20décembre 2020

Suite à l’adoption de la loi ASAP, le 28 octobre dernier, le Conseil constitutionnel a estimé que les dispositions relatives à la commande publique n’étaient pas inconstitutionnelles. C’est l’occasion de revenir sur les principales évolutions que cette loi, publiée par la suite au JO le 8 décembre 2020, devrait apporter au code de la commande publique.

En vue d’accélérer « la dynamique en matière de simplification et d’efficacité administrative», et afin de « rapprocher les Français de leurs services publics et à libérer leurs énergies », le Gouvernement a déposé le 5 février 2020 un projet de loi dite « ASAP » (accélération et simplification de l’action publique). Cette loi n° 2020-1525 du 7 décembre 2020, comporte un certain nombre de mesures en matière de commande publique.
☆ ☆ ☆
*Problème posé A*
Indiquez si chacune des affirmations suivantes est conforme à l’extrait, en répondant par oui ou par non et en citant textuellement les mots décisifs : (i) la loi ASAP a été publiée au JO le 8 décembre 2020 ; (ii) le Gouvernement a déposé le projet de loi le 28 octobre 2020 ; (iii) le Conseil constitutionnel a jugé inconstitutionnelles les dispositions relatives à la commande publique.

*Extraits d’un jeu de données de segmentation*
☆ ☆ ☆
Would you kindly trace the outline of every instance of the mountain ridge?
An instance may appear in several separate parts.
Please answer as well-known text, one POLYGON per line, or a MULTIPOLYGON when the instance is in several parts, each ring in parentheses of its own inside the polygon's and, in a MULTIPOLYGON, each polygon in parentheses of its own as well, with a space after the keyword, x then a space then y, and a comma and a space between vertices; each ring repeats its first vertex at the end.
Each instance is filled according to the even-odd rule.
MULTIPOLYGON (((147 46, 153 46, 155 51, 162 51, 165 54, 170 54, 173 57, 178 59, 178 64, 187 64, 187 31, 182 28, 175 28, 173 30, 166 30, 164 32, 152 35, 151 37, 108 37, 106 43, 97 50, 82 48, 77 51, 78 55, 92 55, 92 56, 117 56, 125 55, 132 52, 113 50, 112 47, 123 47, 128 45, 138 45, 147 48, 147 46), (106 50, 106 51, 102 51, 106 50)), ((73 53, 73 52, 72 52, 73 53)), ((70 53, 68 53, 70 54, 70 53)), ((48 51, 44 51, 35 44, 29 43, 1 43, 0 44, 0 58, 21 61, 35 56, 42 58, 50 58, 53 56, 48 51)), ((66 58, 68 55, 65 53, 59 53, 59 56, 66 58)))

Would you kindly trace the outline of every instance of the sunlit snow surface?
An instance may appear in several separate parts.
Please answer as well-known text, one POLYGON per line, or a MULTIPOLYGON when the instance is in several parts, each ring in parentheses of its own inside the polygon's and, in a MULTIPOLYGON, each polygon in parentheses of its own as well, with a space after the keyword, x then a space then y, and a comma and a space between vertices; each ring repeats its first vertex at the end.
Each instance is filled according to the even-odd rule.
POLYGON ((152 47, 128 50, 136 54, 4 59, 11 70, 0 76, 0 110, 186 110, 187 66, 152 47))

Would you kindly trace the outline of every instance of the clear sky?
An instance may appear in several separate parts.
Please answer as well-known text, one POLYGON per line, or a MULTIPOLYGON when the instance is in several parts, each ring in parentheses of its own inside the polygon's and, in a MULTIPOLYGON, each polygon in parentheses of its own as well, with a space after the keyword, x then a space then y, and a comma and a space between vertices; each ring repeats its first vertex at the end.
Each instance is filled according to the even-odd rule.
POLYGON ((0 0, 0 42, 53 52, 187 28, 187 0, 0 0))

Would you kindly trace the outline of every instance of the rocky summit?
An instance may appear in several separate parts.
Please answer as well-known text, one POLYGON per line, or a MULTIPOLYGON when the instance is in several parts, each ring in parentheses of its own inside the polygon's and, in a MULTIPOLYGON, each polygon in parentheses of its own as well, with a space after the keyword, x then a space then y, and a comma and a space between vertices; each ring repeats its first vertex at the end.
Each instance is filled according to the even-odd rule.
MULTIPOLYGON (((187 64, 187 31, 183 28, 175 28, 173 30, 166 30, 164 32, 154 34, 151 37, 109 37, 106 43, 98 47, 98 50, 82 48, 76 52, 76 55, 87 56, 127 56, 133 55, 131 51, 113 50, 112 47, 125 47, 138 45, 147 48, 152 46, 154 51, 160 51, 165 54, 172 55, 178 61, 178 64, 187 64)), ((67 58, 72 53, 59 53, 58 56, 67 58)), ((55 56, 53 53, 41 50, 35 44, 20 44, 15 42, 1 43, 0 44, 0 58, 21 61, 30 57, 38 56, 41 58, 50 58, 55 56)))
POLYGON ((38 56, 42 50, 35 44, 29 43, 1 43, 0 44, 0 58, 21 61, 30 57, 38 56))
☆ ☆ ☆
*Problème posé B*
Indiquez le nombre de lignes des rangées qui contiennent la chaîne « outline », en tenant compte de la casse, sans rien ajouter d’autre que ce nombre.

*Résultat de la tâche A*
(i) Oui : « publiée par la suite au JO le 8 décembre 2020 ».
(ii) Non : « le Gouvernement a déposé le 5 février 2020 un projet de loi ».
(iii) Non : « les dispositions relatives à la commande publique n’étaient pas inconstitutionnelles ».

*Résultat de la tâche B*
4